Verfasst: 18.05.2007, 06:58
von Presse
Datenschutz bei Betreuungsverhältnissen

Im Rahmen von Betreuungsverhältnissen fallen eine Vielzahl sensibler Daten der Betreuten an, die eines besonderen Schutzes bedürfen. Auf der anderen Seite benötigt ein Betreuer, der den Betroffenen rechtlich vertritt, Informationen zum Beispiel über ärztliche oder therapeutische Behandlungen und rechtsgeschäftliche Handlungen der Betreuten, um in deren Interesse tätig werden zu können. Gesetzliche Regelungen, welche die Übermittlung von Daten an Betreuer regeln, fehlen. Die nachfolgenden FAQ erläutern allgemeine Grundsätze, unter denen die Weitergabe der Daten Betreuter (nicht) zulässig sind.

Dürfen medizinische Daten an gesetzliche Betreuer übermittelt werden?
Die Weitergabe personenbezogener Daten Betreuter, die ärztlich behandelt werden, an gerichtlich bestellte (gesetzliche) Betreuer i.S. von §§ 1896 ff. BGB ist zulässig, soweit die zuerst Genannten bei bestehender natürlicher Einsichtsfähigkeit in die Behandlung und die Übermittlung der Daten eingewilligt haben.

Müssen Betreute geschäftsfähig sein, um wirksam einwilligen zu können?
Die Einwilligung in eine ärztliche Maßnahme ist ein höchstpersönliches Geschäft, sie ist keine rechtsgeschäftliche Willenserklärung. Das gilt auch für therapeutische oder andere medizinische Behandlungen. Für die Wirksamkeit der Einwilligung kommt es nicht auf die Geschäftsfähigkeit der Betreuten, sondern auf ihre Einwilligungsfähigkeit i.S. einer natürlichen Einsichts- und Steuerungsfähigkeit an. Einwilligungsfähig ist, wer Art, Bedeutung und Tragweite der Maßnahme – nach entsprechender Aufklärung und Beratung – zu erfassen und seinen Willen hiernach zu bestimmen vermag. Ist das der Fall, können die Betreuten nicht nur in eine ärztliche oder therapeutische Maßnahme, sondern auch in die Weitergabe von Informationen aus der jeweiligen Behandlung einwilligen.

Muss für den Betreuer ein entsprechender Aufgabenkreis vorgesehen sein?
Erklären die Betreuten ihre Einwilligung in die ärztliche Maßnahme und die Weitergabe der Daten, bedarf es keines besonderen Aufgabenkreises des Betreuers, z.B. Sorge für die Gesundheit, Heilbehandlung oder medizinische Maßnahmen im Rahmen der ambulanten Eingliederungshilfe.

Welche Konsequenz hat die verweigerte Einwilligung des Betreuten?
Bei bestehender Einsichtsfähigkeit ist weder eine ärztliche Maßnahme noch die Offenbarung von personenbezogenen Daten aus dem Behandlungsverhältnis an den Betreuer zulässig, sofern der Betroffene keine Einwilligung erteilt hat.

Wie ist bei nicht einsichtsfähigen Betreuten zu verfahren?

____________

_Anforderung 1:_ Fasse den Text zum Datenschutz bei Betreuungsverhältnissen in zwei Sätzen zusammen.
_Anforderung 2:_ Aktualisiere im Text zum Datenschutz bei Betreuungsverhältnissen den Abschnitt, der mit den Worten „Erklären die Betreuten“ beginnt und mit „Betreuten zu verfahren?“ endet, und ersetze darin „Einsichtsfähigkeit“ durch „Einwilligungsfähigkeit“.
Die Datensätze werden zur Bearbeitung nicht benötigt.

_Bereitgestellte Datensätze:_

____________

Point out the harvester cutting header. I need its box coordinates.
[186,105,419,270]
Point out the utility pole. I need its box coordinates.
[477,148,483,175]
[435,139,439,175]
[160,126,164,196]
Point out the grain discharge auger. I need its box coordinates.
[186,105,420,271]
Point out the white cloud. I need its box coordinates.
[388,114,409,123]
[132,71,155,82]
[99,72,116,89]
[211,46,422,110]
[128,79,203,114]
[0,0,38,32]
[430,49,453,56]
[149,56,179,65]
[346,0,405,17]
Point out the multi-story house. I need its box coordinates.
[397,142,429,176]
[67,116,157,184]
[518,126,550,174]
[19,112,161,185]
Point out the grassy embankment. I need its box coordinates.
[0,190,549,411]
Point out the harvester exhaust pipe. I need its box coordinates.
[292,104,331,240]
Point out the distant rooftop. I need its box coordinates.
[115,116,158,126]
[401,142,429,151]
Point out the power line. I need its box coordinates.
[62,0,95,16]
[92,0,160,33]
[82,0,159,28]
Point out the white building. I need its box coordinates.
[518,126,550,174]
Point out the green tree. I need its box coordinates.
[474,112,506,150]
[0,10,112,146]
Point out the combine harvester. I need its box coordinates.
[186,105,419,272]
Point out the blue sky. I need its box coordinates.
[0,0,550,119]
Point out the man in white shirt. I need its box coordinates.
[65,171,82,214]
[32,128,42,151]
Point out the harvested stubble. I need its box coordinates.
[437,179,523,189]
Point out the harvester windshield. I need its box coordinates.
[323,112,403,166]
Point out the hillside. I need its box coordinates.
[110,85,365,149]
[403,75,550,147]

____________

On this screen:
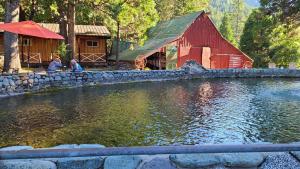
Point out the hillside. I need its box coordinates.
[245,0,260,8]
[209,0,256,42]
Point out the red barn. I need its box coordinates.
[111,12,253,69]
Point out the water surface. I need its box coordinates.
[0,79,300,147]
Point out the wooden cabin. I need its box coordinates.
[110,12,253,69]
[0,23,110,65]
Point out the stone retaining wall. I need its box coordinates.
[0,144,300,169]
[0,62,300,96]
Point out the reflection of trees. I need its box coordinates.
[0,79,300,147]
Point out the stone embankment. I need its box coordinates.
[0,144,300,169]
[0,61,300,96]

____________

_Antwort 1:_ Bei Betreuungsverhältnissen fallen viele schutzbedürftige Daten der Betreuten an, Betreuer benötigen aber etwa Informationen über ärztliche Behandlungen, und gesetzliche Regelungen zur Übermittlung von Daten an Betreuer fehlen. Medizinische Daten dürfen an gesetzliche Betreuer weitergegeben werden, wenn die einsichtsfähigen Betreuten eingewilligt haben, wobei es auf die Einwilligungsfähigkeit und nicht auf die Geschäftsfähigkeit ankommt.

_Antwort 2:_
Erklären die Betreuten ihre Einwilligung in die ärztliche Maßnahme und die Weitergabe der Daten, bedarf es keines besonderen Aufgabenkreises des Betreuers, z.B. Sorge für die Gesundheit, Heilbehandlung oder medizinische Maßnahmen im Rahmen der ambulanten Eingliederungshilfe.

Welche Konsequenz hat die verweigerte Einwilligung des Betreuten?
Bei bestehender Einwilligungsfähigkeit ist weder eine ärztliche Maßnahme noch die Offenbarung von personenbezogenen Daten aus dem Behandlungsverhältnis an den Betreuer zulässig, sofern der Betroffene keine Einwilligung erteilt hat.

Wie ist bei nicht einsichtsfähigen Betreuten zu verfahren?